### Task 1
From the clonal hematopoiesis passage, list each bar color in the key for panel B and what that bar shows.
### Task 2
In the clonal hematopoiesis passage, what cutoff was used to classify individuals as WGS-outliers?
### Task 3
Go on with the clonal hematopoiesis passage, beginning after its last sentence.
*** Opening Passage for review ***
Conflict-of-interest disclosure: All deCODE authors are employees of the biotechnology company deCODE genetics/AMGEN.

Figures

Figure 1.

Figure 1.

Age distribution of clonal hematopoiesis detected by WGS-outlier status. (A) Histograms showing the number of mosaic somatic mutations per person stratified by their age at blood sampling (adjusted as described in the supplemental Data). The vertical line shows the cutoff at 20 mosaic somatic mutations (corresponding to the 99.5% quantile of the distribution for ages younger than 35 years) that was used to classify individuals as WGS-outliers. (B) Prevalence of clonal hematopoiesis and CD mutations stratified by age class. Lavender bar, the fraction of samples classified as WGS-outliers; red bar, the fraction of samples with detected CD mutations from the 18-gene candidate list; green bar, the fraction of samples detected as outliers, using exon-restricted analysis; blue bar, combined fraction of samples detected with CD mutation or exon-restricted analysis. Error bars indicate 95% confidence intervals.
*** Closing Passage for review ***
*** Opening Data supplied ***
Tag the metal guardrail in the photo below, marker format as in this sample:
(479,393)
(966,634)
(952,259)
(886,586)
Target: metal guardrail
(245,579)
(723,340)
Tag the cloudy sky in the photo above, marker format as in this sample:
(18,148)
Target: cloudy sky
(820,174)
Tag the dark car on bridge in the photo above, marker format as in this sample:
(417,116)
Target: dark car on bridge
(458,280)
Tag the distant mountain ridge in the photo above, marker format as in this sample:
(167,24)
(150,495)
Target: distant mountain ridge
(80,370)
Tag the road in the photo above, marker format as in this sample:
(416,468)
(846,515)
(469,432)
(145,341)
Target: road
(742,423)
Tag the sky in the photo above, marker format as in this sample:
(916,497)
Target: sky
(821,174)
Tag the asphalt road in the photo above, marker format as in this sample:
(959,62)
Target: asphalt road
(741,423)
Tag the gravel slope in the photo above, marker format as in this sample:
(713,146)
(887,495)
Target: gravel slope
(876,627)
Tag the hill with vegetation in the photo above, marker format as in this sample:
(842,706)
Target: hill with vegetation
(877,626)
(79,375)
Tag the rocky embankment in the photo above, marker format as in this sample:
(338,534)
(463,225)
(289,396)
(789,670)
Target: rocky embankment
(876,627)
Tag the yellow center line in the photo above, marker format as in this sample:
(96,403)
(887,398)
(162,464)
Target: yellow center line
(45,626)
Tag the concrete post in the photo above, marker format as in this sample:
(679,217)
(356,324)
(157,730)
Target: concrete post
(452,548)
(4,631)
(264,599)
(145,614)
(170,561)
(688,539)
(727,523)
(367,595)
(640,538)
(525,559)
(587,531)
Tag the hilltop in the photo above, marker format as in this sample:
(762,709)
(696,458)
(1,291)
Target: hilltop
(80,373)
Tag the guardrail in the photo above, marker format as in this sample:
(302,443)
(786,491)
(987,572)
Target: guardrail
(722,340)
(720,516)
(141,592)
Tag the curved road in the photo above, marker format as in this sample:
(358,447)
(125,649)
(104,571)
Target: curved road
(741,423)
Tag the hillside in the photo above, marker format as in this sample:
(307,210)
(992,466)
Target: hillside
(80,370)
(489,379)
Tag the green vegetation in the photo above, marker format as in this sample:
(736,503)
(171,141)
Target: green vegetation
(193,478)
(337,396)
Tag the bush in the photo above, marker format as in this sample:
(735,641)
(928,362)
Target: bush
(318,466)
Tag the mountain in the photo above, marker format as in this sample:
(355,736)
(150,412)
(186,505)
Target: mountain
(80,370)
*** Closing Data supplied ***
### Task response 1
- Lavender: the fraction of samples classified as WGS-outliers
- Red: the fraction of samples with detected CD mutations from the 18-gene candidate list
- Green: the fraction of samples detected as outliers using exon-restricted analysis
- Blue: the combined fraction of samples detected with CD mutation or exon-restricted analysis

### Task response 2
A cutoff of 20 mosaic somatic mutations, which corresponds to the 99.5% quantile of the distribution for ages younger than 35 years.

### Task response 3
Figure 2.

Figure 2.

Presence of candidate driver (CD) mutations by age. (A) VAF vs age at blood draw for the 16 CD genes where mutations were detected. The 177 subjects who were classified as WGS-outliers are plotted as blue points, and the 69 subjects who were not outliers are plotted as red points. (B) Conditional probability of being identified as a WGS-outlier given that a CD mutation was detected, stratified by age bins. P = 1.9 × 10−12; β = 0.10, assessed by logistic regression. Error bars indicate 95% confidence intervals. (C) Co-mutation plot for WGS-outliers and nonoutliers in whom CD mutations were detected. Each column represents a subject, each row a candidate pre-leukemic driver gene. Cells are shaded if a mutation was detected, and the color of the shading indicates the number of mutations detected for the particular gene. The vertical black line separates non–WGS-outlier from WGS-outlier subjects.

Figure 3.

Figure 3.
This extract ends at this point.